• What you will do:
Put every line of the records below into a numbered list, skipping any blank lines. Leave out the pictures.

Records for pointing at objects in photos
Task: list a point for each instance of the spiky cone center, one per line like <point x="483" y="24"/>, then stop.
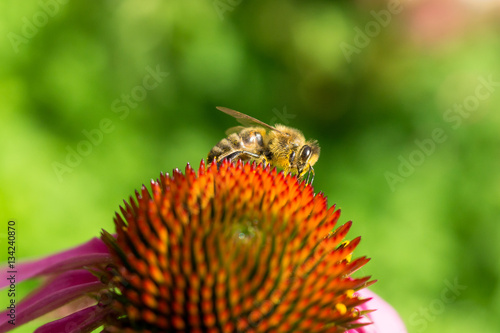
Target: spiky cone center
<point x="237" y="248"/>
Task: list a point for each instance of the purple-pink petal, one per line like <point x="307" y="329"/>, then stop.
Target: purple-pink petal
<point x="83" y="321"/>
<point x="87" y="254"/>
<point x="384" y="320"/>
<point x="56" y="292"/>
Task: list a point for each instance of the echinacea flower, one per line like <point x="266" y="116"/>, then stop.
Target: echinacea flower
<point x="235" y="248"/>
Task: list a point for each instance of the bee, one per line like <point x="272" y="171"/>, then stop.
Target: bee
<point x="278" y="145"/>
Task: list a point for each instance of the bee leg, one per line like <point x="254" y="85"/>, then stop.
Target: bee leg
<point x="310" y="173"/>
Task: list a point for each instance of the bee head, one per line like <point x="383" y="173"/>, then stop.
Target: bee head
<point x="305" y="157"/>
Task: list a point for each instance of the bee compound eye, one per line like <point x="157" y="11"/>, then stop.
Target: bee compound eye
<point x="305" y="153"/>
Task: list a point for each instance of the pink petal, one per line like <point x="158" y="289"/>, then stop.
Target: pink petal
<point x="83" y="321"/>
<point x="53" y="294"/>
<point x="92" y="252"/>
<point x="385" y="319"/>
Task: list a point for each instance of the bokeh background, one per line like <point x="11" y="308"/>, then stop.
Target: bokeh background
<point x="402" y="96"/>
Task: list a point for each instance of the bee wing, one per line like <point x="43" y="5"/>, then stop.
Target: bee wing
<point x="245" y="120"/>
<point x="235" y="129"/>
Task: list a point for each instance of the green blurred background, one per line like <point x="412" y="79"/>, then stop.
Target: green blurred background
<point x="371" y="81"/>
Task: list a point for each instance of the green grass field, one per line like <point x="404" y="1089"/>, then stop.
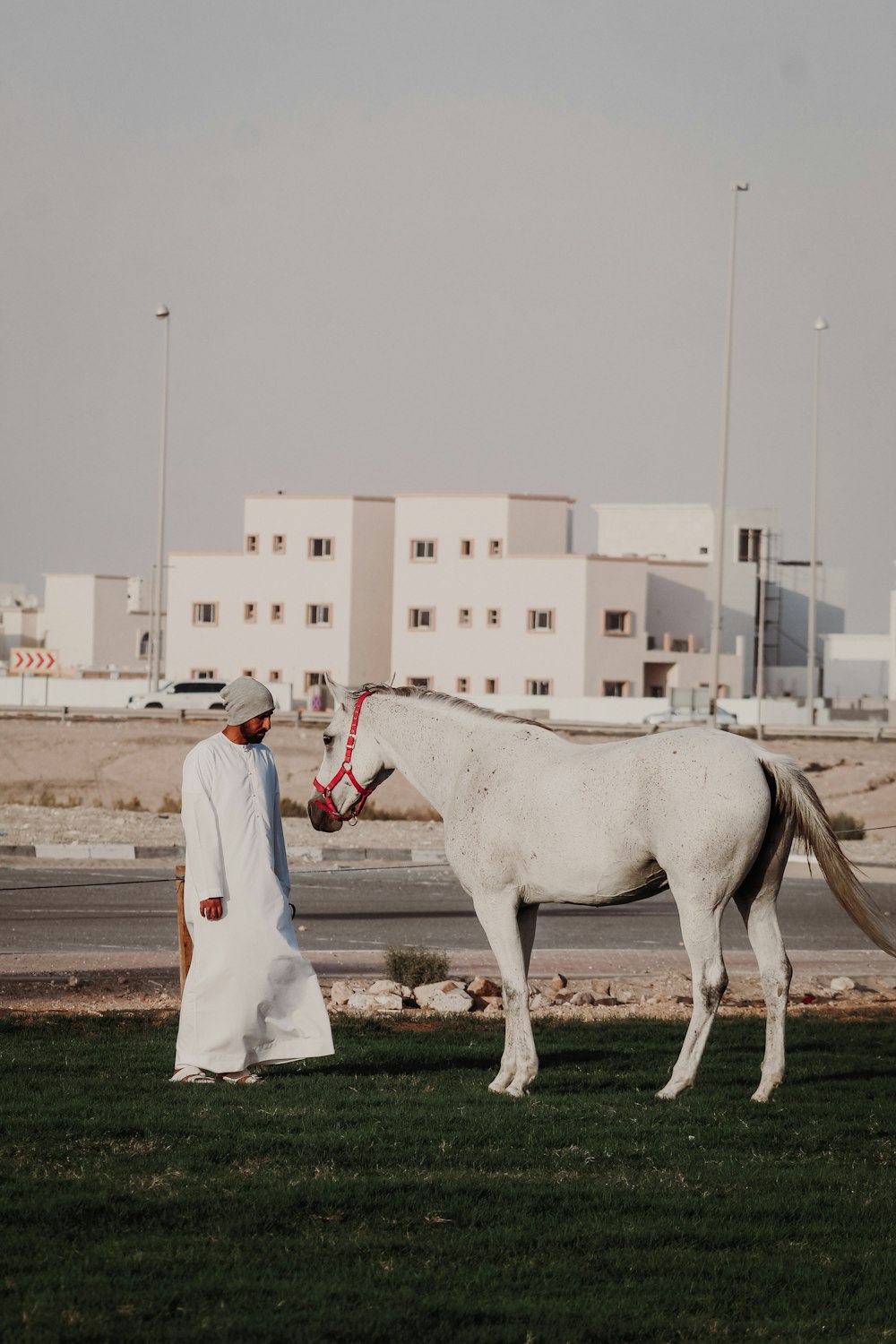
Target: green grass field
<point x="386" y="1195"/>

• Reply:
1. Task: list a point for each instance of the spiky cone center, one per line like <point x="483" y="24"/>, then stop.
2. Target: spiky cone center
3. <point x="237" y="248"/>
4. Task: list a point for each instance of the purple-pink petal, one per line like <point x="307" y="329"/>, then stop.
5. Target: purple-pink petal
6. <point x="83" y="321"/>
7. <point x="87" y="254"/>
8. <point x="384" y="320"/>
9. <point x="56" y="292"/>
10. Task: list a point for each instance of the echinacea flower, one per line like <point x="266" y="116"/>, then stop.
11. Target: echinacea flower
12. <point x="235" y="248"/>
13. Task: list a point for each instance of the bee, one per line like <point x="272" y="171"/>, then stop.
14. Target: bee
15. <point x="278" y="145"/>
16. Task: list a point for each instance of the bee leg, one per line like <point x="254" y="85"/>, then stop.
17. Target: bee leg
18. <point x="310" y="173"/>
19. Task: list a point for each instance of the bee head, one per line like <point x="383" y="173"/>, then stop.
20. Target: bee head
21. <point x="305" y="157"/>
22. Task: list a point for each instance of the bee compound eye, one per line like <point x="157" y="11"/>, then stop.
23. Target: bee compound eye
24. <point x="305" y="153"/>
25. Task: list a point for each instance of the pink petal, one per line like <point x="158" y="289"/>, then stop.
26. Target: pink petal
27. <point x="83" y="321"/>
28. <point x="53" y="294"/>
29. <point x="92" y="252"/>
30. <point x="385" y="319"/>
31. Task: list a point for each instance of the bokeh background, one per line like <point x="11" y="308"/>, then stop.
32. Target: bokeh background
33. <point x="402" y="96"/>
34. Task: list a point for each instance of the bee wing, one per line like <point x="43" y="5"/>, then stop.
35. Target: bee wing
36. <point x="245" y="120"/>
37. <point x="235" y="129"/>
38. Task: list a point for each instance of the green blurred background, one per line like <point x="412" y="79"/>, then stop.
39. Target: green blurred background
40. <point x="371" y="81"/>
41. Task: list a point for each instance of the green grass field, one per line like <point x="404" y="1089"/>, then stop.
42. Target: green grass field
43. <point x="386" y="1195"/>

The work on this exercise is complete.